ACTIVITY.
Keep the pictures out of your copy. Transcribe the records below exactly.

[Natural language region descriptions]

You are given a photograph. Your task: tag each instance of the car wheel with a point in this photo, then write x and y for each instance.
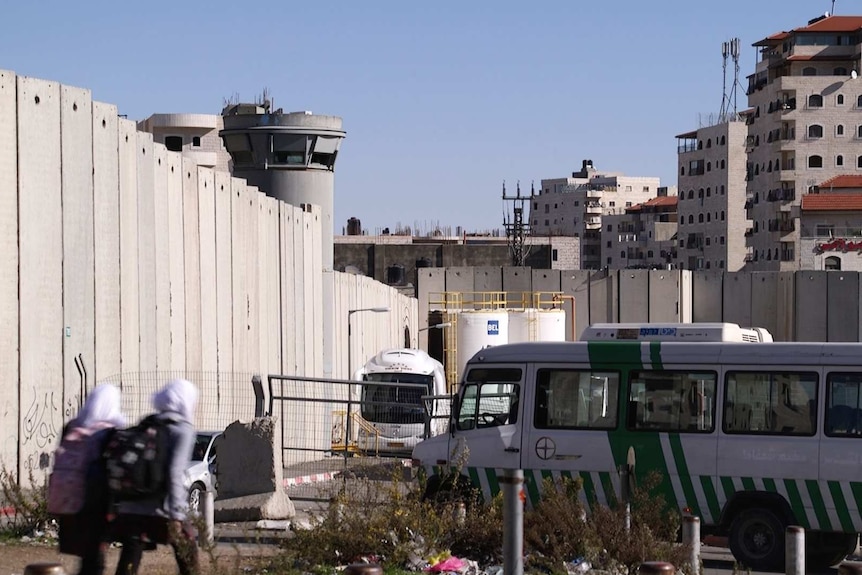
(196, 495)
(757, 539)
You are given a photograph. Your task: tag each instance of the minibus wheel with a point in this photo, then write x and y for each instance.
(757, 539)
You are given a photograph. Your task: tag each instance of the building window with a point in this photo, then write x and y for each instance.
(174, 143)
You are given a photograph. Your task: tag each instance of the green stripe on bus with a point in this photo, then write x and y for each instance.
(728, 487)
(840, 506)
(682, 471)
(608, 486)
(655, 354)
(493, 484)
(711, 497)
(819, 506)
(796, 503)
(589, 489)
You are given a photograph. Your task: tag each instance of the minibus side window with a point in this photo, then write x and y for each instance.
(677, 401)
(843, 408)
(576, 399)
(490, 397)
(771, 403)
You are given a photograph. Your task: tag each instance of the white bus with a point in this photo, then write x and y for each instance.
(749, 435)
(392, 413)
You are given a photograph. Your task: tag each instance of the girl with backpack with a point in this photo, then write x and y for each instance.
(162, 517)
(77, 487)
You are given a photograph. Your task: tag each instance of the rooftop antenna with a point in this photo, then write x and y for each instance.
(516, 228)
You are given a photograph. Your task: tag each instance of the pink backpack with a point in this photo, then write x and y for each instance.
(67, 484)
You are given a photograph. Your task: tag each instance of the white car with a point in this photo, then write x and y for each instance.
(200, 474)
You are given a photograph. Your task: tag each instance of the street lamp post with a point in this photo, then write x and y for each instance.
(348, 427)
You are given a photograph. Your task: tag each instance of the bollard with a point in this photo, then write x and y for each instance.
(363, 569)
(207, 536)
(44, 569)
(691, 537)
(656, 568)
(794, 550)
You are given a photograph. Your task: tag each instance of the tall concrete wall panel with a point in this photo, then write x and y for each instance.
(129, 303)
(706, 294)
(811, 306)
(634, 288)
(516, 282)
(209, 308)
(487, 278)
(224, 272)
(764, 300)
(737, 298)
(164, 361)
(287, 268)
(604, 293)
(177, 262)
(240, 271)
(9, 263)
(576, 284)
(79, 341)
(192, 253)
(147, 251)
(842, 306)
(41, 271)
(665, 295)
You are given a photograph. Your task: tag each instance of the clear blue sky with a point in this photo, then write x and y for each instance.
(442, 101)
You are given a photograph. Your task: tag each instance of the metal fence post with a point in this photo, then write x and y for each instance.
(691, 537)
(512, 482)
(257, 386)
(794, 550)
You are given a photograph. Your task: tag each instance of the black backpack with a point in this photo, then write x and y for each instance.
(136, 460)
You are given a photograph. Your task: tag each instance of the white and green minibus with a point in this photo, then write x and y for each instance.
(749, 435)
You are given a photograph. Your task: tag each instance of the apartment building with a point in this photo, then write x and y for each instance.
(805, 128)
(712, 188)
(644, 236)
(575, 206)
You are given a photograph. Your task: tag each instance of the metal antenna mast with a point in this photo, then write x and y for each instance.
(516, 228)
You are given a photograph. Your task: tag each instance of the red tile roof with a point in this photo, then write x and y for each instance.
(831, 202)
(843, 181)
(835, 24)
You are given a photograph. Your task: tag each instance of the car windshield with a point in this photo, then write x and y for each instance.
(201, 443)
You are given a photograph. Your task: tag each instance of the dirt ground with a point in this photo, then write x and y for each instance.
(15, 556)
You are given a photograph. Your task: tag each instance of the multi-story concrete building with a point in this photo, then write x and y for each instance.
(644, 236)
(805, 127)
(712, 218)
(575, 206)
(195, 135)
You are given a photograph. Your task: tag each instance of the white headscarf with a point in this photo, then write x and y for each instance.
(102, 405)
(179, 396)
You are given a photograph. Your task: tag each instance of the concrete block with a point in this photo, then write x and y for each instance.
(250, 458)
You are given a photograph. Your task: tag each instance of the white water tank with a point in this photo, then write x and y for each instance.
(533, 324)
(478, 330)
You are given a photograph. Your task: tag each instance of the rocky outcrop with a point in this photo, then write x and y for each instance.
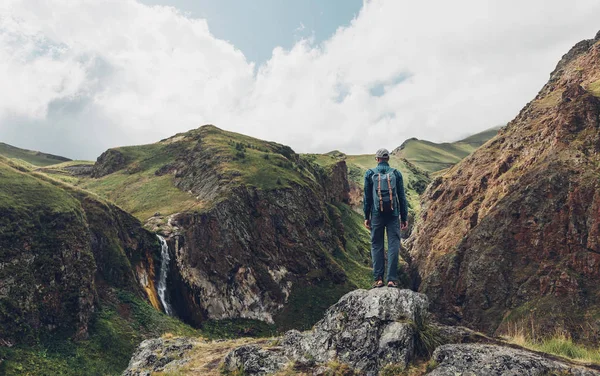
(244, 257)
(366, 333)
(108, 162)
(366, 330)
(160, 355)
(256, 241)
(491, 360)
(511, 235)
(254, 360)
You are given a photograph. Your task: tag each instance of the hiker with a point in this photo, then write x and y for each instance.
(383, 202)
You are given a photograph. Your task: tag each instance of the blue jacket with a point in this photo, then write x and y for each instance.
(368, 207)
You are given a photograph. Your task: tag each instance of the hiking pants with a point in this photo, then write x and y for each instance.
(379, 224)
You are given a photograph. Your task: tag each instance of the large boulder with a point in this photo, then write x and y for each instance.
(488, 360)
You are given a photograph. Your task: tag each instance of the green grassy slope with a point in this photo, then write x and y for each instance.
(142, 190)
(34, 157)
(433, 157)
(415, 179)
(42, 218)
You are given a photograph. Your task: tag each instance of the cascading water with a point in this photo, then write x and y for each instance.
(164, 271)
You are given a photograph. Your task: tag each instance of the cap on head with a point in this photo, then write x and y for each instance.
(382, 153)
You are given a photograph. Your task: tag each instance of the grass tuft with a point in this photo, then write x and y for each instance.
(560, 344)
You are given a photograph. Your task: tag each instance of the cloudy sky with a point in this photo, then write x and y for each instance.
(80, 76)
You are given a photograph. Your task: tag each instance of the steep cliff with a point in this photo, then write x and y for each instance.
(255, 230)
(511, 235)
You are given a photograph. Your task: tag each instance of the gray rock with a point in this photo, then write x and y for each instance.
(492, 360)
(254, 360)
(366, 330)
(155, 355)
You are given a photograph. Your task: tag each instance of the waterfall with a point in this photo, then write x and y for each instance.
(164, 270)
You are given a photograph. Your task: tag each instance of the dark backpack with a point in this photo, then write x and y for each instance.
(384, 191)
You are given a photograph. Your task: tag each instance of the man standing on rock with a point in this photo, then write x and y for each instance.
(383, 202)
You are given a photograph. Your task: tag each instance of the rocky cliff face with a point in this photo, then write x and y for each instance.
(245, 256)
(511, 235)
(61, 250)
(262, 229)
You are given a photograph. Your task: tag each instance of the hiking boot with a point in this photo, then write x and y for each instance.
(377, 283)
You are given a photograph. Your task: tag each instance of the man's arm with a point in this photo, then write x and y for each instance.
(367, 197)
(401, 198)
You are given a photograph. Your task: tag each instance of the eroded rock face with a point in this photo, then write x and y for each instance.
(254, 360)
(159, 355)
(512, 233)
(365, 330)
(491, 360)
(108, 162)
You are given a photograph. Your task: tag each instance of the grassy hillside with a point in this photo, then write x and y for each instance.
(432, 157)
(36, 158)
(53, 277)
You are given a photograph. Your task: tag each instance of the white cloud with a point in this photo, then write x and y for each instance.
(434, 70)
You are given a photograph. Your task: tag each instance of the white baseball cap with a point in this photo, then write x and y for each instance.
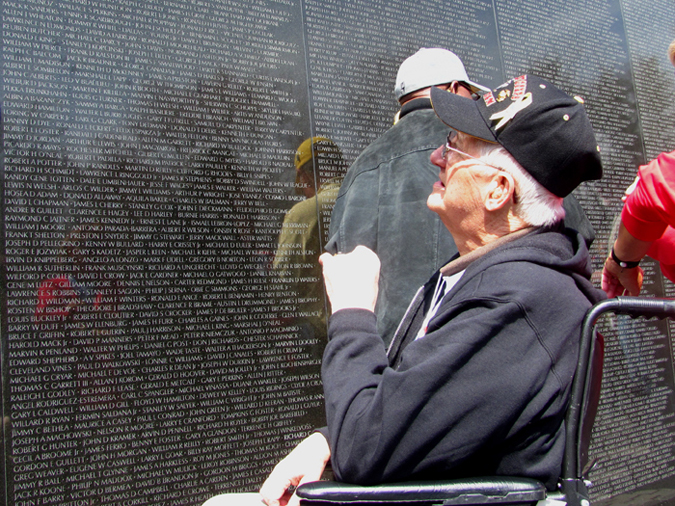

RESULT BELOW.
You are given a photograph. Your task: tag each instance of the car wheel with a point in this photo, then write x and y for each instance.
(196, 495)
(757, 539)
You are given a photograph. Your task: tag each instance of the minibus wheel with a point in this photo, then write x and y for each instance.
(757, 539)
You are given a photograph. Your task: tag each instance of the building window with a point in this photo, then write x and y for each instance.
(174, 143)
You are given a photograph. Your task: tag each instance of the green stripe on bus with a point in this photo, then write x and y for each instance.
(728, 487)
(840, 506)
(682, 471)
(608, 486)
(655, 354)
(493, 484)
(711, 497)
(819, 506)
(796, 503)
(589, 489)
You are given a photograph. Your task: tag each instance of the minibus side window with a point in this photo, then write x and y for each instance.
(677, 401)
(843, 408)
(576, 399)
(490, 397)
(771, 403)
You are given a photograph. Your task: tag each instance of the white bus with a point in this photo, then write x and y for each instance.
(749, 435)
(392, 413)
You are given a photograph. Your task: tag each instance of the girl with backpack with a point in this photo, then write x and y for each instance.
(162, 517)
(77, 487)
You are given a photograph. Your task: tag each instance of the rooftop antenna with a point in this photo, then write x and y for each instance.
(516, 228)
You are given a photograph. Your task: tag each instance of the pink backpack with a point in this photo, then write x and y for each instance.
(67, 484)
You are given a photograph. Your task: tag each instance of the white car with a point in this photo, then write x and y for each instance.
(200, 474)
You are given a photograph. Your task: tag each instance of the street lamp post with a point in this photo, then write x and y for each instance.
(348, 427)
You are given a photograph. Your task: tag each instance of the bollard with a point in this photo, then write x and y for each instance.
(363, 569)
(207, 536)
(44, 569)
(691, 537)
(656, 568)
(794, 550)
You are given a photograph. Your task: tag each instance of the tall concrete wall panel with a point in this photo, then write x and y for each instance.
(129, 303)
(706, 294)
(811, 306)
(634, 288)
(516, 282)
(209, 308)
(487, 278)
(224, 272)
(764, 300)
(737, 298)
(164, 361)
(287, 268)
(604, 293)
(177, 262)
(240, 271)
(9, 263)
(576, 284)
(79, 341)
(192, 253)
(147, 251)
(842, 306)
(41, 271)
(665, 295)
You are given a photograph. Your task: tag each instance of the clear blue sky with a point in this photo, then write x and y for each instance.
(442, 101)
You are given a photograph. Your task: tag each instance of the metal fence post with a point in this photo, then write x and y for each instance.
(691, 537)
(512, 482)
(257, 386)
(794, 550)
You are given a photograph. Your task: tag each instance of the black backpack with a point in this photo, then write x and y for each instance.
(136, 460)
You are given a photograph. Your task: tag each instance of the white and green minibus with a point in this photo, then write x and y for each instance.
(749, 435)
You are given a photograph. Your task: tag each instance of the apartment building with a point in this photo, then write x and y for each instance.
(805, 128)
(712, 188)
(644, 236)
(575, 206)
You are given a photograph. Your task: tag each instance of the metal antenna mast with a point in this photo, then write x and y for each instance.
(516, 228)
You are given a photograph. Your task: tag each instance of the red tile roof with a point in this photo, then write x and y for each instance.
(831, 202)
(843, 181)
(835, 24)
You are given a photograph. Your task: tag each instance of the car windshield with a point in this photo, then write x and y for each instance.
(201, 443)
You are given a photograph. Your task: tag each instance of the dirt ground with a point in this photo, then write x and y for each instance.
(15, 556)
You are given a photograph. Your task: tag each instance of the multi-story concrete building with a point in this photo, then write x and y for each instance.
(644, 236)
(805, 127)
(712, 218)
(575, 206)
(195, 135)
You are given a photograph. Your task: tag each instance of the white headscarf with a point in this photo, then write x and y for each instance.
(102, 405)
(179, 396)
You are given a photograph. Your task: tag each instance of the concrete block with a point in this photo, then write x and y for each instance.
(250, 458)
You are given a photograph. Your task: tag each instance of the white water tank with a point in this photo, then write x and y for each instance.
(533, 324)
(478, 330)
You are given a photograph. Your task: tag each instance of the rocky outcrop with a point in this photo, then write x and y for each instance.
(244, 257)
(366, 333)
(108, 162)
(366, 330)
(160, 355)
(256, 241)
(491, 360)
(511, 235)
(254, 360)
You are given a photograph. Your task: tag each instance of the hiker with a point in this photo, then write x and y for each instance.
(383, 202)
You are given a photograph. Your task: tag each instance of the blue jacket with a point in this photo, then write x and y for each instance.
(368, 207)
You are given a photograph. Your task: tag each instance of the hiking pants with a point in this photo, then write x and y for each instance.
(379, 224)
You are given a photograph. Your task: tag each instance of the large boulder with a point in this photo, then write x and y for each instance.
(488, 360)
You are given a photograph. Your task: tag each instance of the green grassy slope with a point in this photo, then write x and y for each instance.
(142, 190)
(34, 157)
(433, 157)
(415, 179)
(42, 218)
You are given a photograph. Your task: tag each instance of the cascading water with a point in this photo, then write x and y for each instance.
(164, 271)
You are given a photograph. Your task: tag each instance of the cap on head with a point in this photo, then write x and y for each instance.
(382, 153)
You are given a photograph. Your task: tag each instance of the grass tuft with a point in this photo, then write x and y for each instance.
(560, 344)
You are given a photograph. Your task: tag each instance of the cloudy sky with a point in this photo, then write x and y for each instance.
(80, 76)
You are given a photograph. Your task: tag each instance of the steep cliff with a point in this photo, then write x and y for each instance.
(255, 230)
(511, 235)
You are given a photograph. Your task: tag each instance of the gray rock with a point in this photo, then write x and y for each instance.
(492, 360)
(254, 360)
(366, 330)
(155, 355)
You are given a photograph. Your task: tag each instance of the waterfall with a point in this photo, then write x and y for each instance.
(164, 270)
You are given a photograph. Your task: tag each instance of the dark backpack with a point in this photo, then write x and y for each instance.
(384, 191)
You are given a photograph. Your task: tag each instance of the man standing on rock with a point in this photo, then write x and y for each instance.
(383, 202)
You are given a photograph. Your task: tag each instance of the rocky cliff face with a point in this photo, then write x and y for each instance.
(245, 256)
(511, 235)
(61, 250)
(262, 229)
You are given a photograph. Your task: tag each instance of the hiking boot with a point in this photo, then write x and y for each instance.
(377, 283)
You are given a photograph. Your task: tag each instance of the man's arm with a point in this photo, then write x and y for each instance.
(367, 197)
(401, 198)
You are given a photograph. Your task: tag each instance of the eroded rock face with a point in this photo, then write x and y for each instance.
(254, 360)
(159, 355)
(512, 233)
(365, 330)
(491, 360)
(108, 162)
You are given a photograph. Your task: tag each instance of the grassy hillside with a point in this photo, then write x and y for each instance.
(432, 157)
(36, 158)
(53, 277)
You are given a photograph. Your task: tag each instance of the white cloud with a point in this photo, then write x and y for each instance.
(434, 70)
You are given a photograph. Your task: tag each instance of the white baseball cap with a point in this photo, then write x and y for each instance.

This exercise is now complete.